TASKS TO CARRY OUT:
a – Copy everything from "I’m still astounded" down to "feet and appease." in the commentary on Putin and Ukraine.
b – According to the commentary on Putin and Ukraine, how much was Hubert Seipel paid?

To my sense, this speaks volumes about MAGA’s attitude toward the Ukrainians: people who are trying to save their country — who are sacrificing and dying — in the face of an annihilationist assault by an evil neighboring dictatorship.

“New” Republicans and “old” can agree, I think: The current party bears little resemblance to the former.

• In Soviet days, many people in the Free World promoted the interests of the Kremlin. Some did it for money; some did it from affinity. In some, there was a blend, probably. In any event, nothing has changed.

As RFE/RL tells us, an “influential broadcaster and author” has been expelled from a German association of investigative journalists. (“RFE/RL” is our combination of Radio Free Europe and Radio Liberty.) Hubert Seipel has interviewed Putin and written two laudatory books about him. His payment: 646,000 euros. A pretty tidy sum.

There will always be Seipels. Always have been, always will be.

• For the Kyiv Independent, Dinara Khalilova has written a grim and significant report: “Stuck in legal limbo, Ukrainian civilians endure torture in Russian prisons.” The subheading of the report reads, “Thousands of civilian Ukrainians abducted by Moscow are stuck in Russian-controlled prisons as there is no legal tool to bring them back.”

Those who care about such matters, will care.

• Last week, there was an anniversary: It was on July 17, 2014, that Putin’s guys in Donetsk shot down a civilian airliner, killing 298 people. Ian Garner, a Russia scholar, had an observation:

I’m still astounded that MH17 didn’t really have any impact on public or political attitudes to Russia. Three hundred people killed in cold blood by Russian military actors and nothing happened. A big collective shrug.

Yes. Putin believes he can get away with anything. Nothing has taught him otherwise. There will always be people who sit at his feet and appease.

On the very day Putin bombed the largest children’s hospital in Ukraine — July 8 — India’s Modi sat down to tea with him. Nice as can be. Three days before, Hungary’s Orbán had gone to see Putin on a “peace” mission. Sure.

• You have heard a line, here in America: Forget Ukraine. Forget Russia. Forget Europe. China is where the real action is. We have to focus all our energies on China. No doubt the Taiwanese would be reassured by our abandonment of the Ukrainians. No doubt the PRC would be shaking in its boots if we abandoned our commitments — and, for that matter, our interests — in Europe.

I have a hunch about the “China hawks” of this type — the Ukraine-abandoners, the Europe-abandoners: They would flinch in the face of the PRC when the chips were down. If I were an East Asian ally of the United States, I wouldn’t trust them.

For many people, I think, the profession of a hard-line position on China is an excuse to oppose support of Ukraine. And an excuse to downgrade or ditch NATO.

Stored data:
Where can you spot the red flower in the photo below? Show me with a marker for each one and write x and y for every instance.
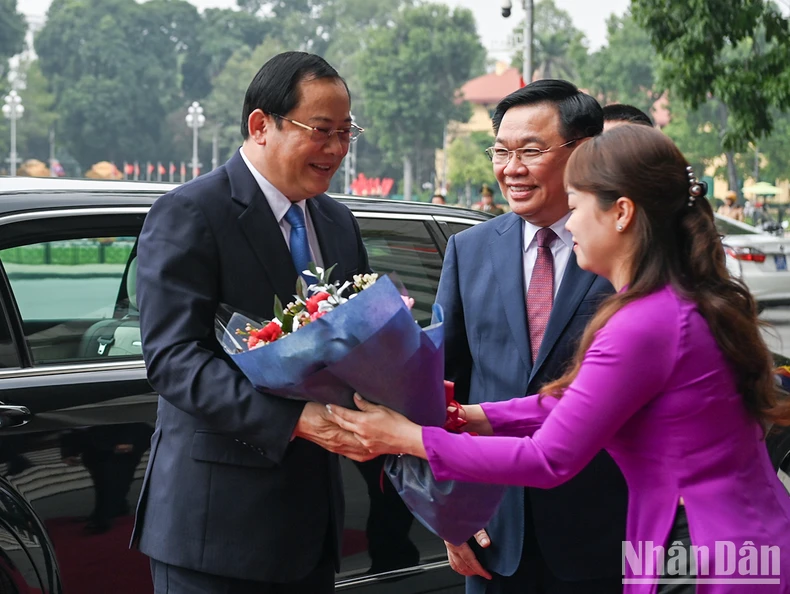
(269, 333)
(312, 302)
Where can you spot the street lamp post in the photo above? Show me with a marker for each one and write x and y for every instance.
(350, 169)
(526, 52)
(13, 110)
(195, 120)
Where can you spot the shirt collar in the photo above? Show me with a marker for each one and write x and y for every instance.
(530, 231)
(278, 202)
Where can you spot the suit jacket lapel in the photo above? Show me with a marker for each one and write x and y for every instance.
(506, 251)
(575, 284)
(262, 229)
(328, 236)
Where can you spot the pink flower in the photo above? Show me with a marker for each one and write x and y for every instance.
(312, 302)
(269, 333)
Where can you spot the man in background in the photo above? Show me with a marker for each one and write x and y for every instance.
(516, 304)
(618, 114)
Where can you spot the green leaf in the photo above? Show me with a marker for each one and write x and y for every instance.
(301, 288)
(328, 274)
(288, 323)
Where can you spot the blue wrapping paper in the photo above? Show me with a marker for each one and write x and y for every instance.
(371, 345)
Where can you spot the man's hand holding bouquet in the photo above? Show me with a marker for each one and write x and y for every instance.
(333, 341)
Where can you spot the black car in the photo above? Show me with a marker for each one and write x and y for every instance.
(76, 410)
(77, 413)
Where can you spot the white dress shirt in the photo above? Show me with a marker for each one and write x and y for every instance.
(561, 249)
(280, 206)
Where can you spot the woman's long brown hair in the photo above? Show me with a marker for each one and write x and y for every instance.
(678, 244)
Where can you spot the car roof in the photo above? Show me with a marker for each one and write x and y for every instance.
(34, 193)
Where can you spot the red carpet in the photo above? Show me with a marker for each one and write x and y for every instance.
(103, 563)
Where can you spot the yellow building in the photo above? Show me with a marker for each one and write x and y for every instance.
(483, 93)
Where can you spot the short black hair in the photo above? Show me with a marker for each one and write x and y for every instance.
(619, 112)
(275, 88)
(580, 115)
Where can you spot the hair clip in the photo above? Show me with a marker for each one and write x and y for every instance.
(697, 189)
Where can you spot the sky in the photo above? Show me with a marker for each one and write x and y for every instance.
(589, 17)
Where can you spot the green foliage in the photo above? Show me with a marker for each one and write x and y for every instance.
(623, 71)
(696, 133)
(558, 46)
(410, 73)
(224, 104)
(736, 51)
(467, 161)
(120, 70)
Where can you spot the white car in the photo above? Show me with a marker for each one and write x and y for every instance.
(759, 259)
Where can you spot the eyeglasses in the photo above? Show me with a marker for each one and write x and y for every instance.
(527, 155)
(323, 135)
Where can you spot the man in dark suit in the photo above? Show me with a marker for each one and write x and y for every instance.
(515, 305)
(241, 494)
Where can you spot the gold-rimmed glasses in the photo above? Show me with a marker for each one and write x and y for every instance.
(526, 155)
(323, 135)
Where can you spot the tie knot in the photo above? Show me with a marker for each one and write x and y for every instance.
(295, 216)
(545, 237)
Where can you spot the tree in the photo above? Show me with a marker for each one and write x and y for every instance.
(696, 134)
(12, 33)
(624, 70)
(410, 73)
(113, 67)
(218, 35)
(735, 51)
(224, 104)
(468, 165)
(557, 43)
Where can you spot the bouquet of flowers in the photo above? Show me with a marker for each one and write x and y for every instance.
(333, 340)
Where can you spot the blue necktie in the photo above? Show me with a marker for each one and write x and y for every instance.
(300, 247)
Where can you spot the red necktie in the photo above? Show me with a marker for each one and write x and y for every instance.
(540, 296)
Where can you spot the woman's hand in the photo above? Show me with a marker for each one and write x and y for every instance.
(379, 429)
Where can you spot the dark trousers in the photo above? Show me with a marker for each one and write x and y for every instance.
(680, 533)
(389, 522)
(171, 579)
(534, 576)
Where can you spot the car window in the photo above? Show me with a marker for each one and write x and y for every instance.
(726, 227)
(9, 354)
(380, 533)
(457, 227)
(71, 296)
(406, 248)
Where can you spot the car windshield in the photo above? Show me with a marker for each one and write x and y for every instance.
(730, 227)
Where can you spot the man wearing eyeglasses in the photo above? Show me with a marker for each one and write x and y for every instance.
(241, 493)
(515, 305)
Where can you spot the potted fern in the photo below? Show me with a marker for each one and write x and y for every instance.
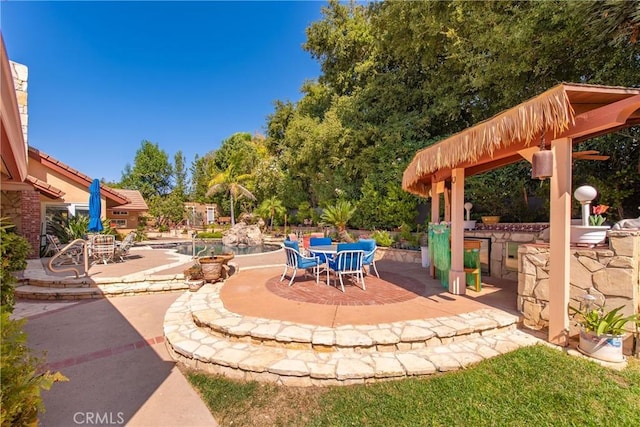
(602, 332)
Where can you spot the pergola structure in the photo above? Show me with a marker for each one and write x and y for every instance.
(564, 115)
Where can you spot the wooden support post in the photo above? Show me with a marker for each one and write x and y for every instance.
(560, 229)
(457, 277)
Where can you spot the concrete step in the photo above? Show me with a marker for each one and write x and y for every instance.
(98, 290)
(201, 334)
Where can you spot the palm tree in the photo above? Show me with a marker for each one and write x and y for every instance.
(272, 207)
(339, 215)
(227, 182)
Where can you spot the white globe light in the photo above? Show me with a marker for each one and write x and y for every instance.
(585, 193)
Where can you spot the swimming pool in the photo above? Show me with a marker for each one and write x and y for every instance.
(216, 247)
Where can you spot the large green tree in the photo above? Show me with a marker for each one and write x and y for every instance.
(151, 173)
(399, 76)
(229, 182)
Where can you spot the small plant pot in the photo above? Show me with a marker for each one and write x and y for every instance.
(488, 220)
(604, 347)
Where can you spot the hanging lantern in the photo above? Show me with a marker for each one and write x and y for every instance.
(542, 162)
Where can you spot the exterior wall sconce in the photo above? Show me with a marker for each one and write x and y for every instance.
(542, 162)
(585, 194)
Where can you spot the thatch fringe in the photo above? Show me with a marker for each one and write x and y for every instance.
(549, 111)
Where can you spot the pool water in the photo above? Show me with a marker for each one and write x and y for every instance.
(211, 248)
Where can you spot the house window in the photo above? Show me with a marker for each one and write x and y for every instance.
(119, 223)
(61, 212)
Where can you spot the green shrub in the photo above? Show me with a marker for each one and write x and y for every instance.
(382, 238)
(22, 378)
(14, 250)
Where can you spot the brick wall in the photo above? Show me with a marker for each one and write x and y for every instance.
(22, 208)
(30, 207)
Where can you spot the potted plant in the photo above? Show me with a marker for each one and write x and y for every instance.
(194, 277)
(602, 332)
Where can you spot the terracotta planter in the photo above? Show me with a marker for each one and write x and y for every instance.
(194, 284)
(211, 268)
(214, 268)
(490, 219)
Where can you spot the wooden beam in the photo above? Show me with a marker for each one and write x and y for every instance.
(603, 119)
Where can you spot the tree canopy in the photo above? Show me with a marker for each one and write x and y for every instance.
(399, 76)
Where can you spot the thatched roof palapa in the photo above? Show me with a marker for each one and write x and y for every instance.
(550, 111)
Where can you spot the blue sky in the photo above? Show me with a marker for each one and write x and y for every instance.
(103, 76)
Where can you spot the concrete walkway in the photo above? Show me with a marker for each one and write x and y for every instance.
(113, 352)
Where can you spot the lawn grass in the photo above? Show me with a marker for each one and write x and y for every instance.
(536, 386)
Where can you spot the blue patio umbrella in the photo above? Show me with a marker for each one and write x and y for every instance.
(95, 223)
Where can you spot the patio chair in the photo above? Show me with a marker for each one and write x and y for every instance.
(65, 254)
(295, 260)
(348, 262)
(369, 246)
(122, 250)
(103, 248)
(319, 241)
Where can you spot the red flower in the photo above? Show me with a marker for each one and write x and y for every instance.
(600, 209)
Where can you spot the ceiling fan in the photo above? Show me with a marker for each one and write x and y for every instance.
(588, 155)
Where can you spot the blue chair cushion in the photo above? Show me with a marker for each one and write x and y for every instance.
(292, 244)
(307, 262)
(368, 245)
(319, 241)
(349, 247)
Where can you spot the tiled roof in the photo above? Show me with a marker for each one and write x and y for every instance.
(75, 175)
(44, 188)
(136, 203)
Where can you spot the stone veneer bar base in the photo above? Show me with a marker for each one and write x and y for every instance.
(202, 335)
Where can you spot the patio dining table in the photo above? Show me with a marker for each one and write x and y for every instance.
(329, 251)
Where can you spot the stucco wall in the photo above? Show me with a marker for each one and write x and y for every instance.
(612, 274)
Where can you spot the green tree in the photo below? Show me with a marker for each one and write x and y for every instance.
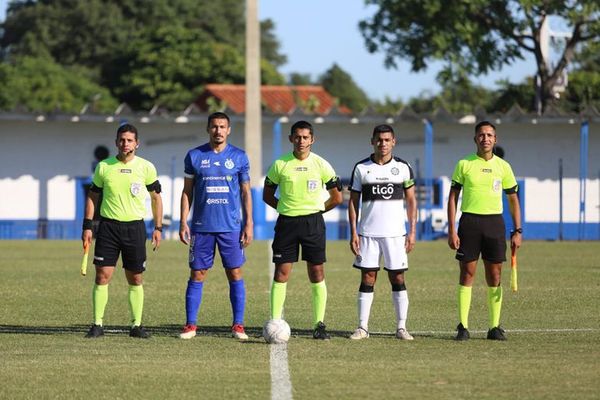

ANSWERS FOR EACH ITEM:
a –
I’m still astounded that MH17 didn’t really have any impact on public or political attitudes to Russia. Three hundred people killed in cold blood by Russian military actors and nothing happened. A big collective shrug.

Yes. Putin believes he can get away with anything. Nothing has taught him otherwise. There will always be people who sit at his feet and appease.

b – 646,000 euros.